Print, exactly and completely, the data that appears below.

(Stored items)
###

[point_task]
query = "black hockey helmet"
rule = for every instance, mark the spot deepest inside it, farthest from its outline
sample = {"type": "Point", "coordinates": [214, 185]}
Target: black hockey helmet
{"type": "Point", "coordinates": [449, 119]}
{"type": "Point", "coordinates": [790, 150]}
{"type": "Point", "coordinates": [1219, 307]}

###

ANSWER AREA:
[point_task]
query = "black hockey helmet"
rule = for every instance, mark the spot deepest inside it, farthest from its outline
sample = {"type": "Point", "coordinates": [214, 185]}
Target: black hockey helmet
{"type": "Point", "coordinates": [449, 119]}
{"type": "Point", "coordinates": [790, 150]}
{"type": "Point", "coordinates": [1219, 307]}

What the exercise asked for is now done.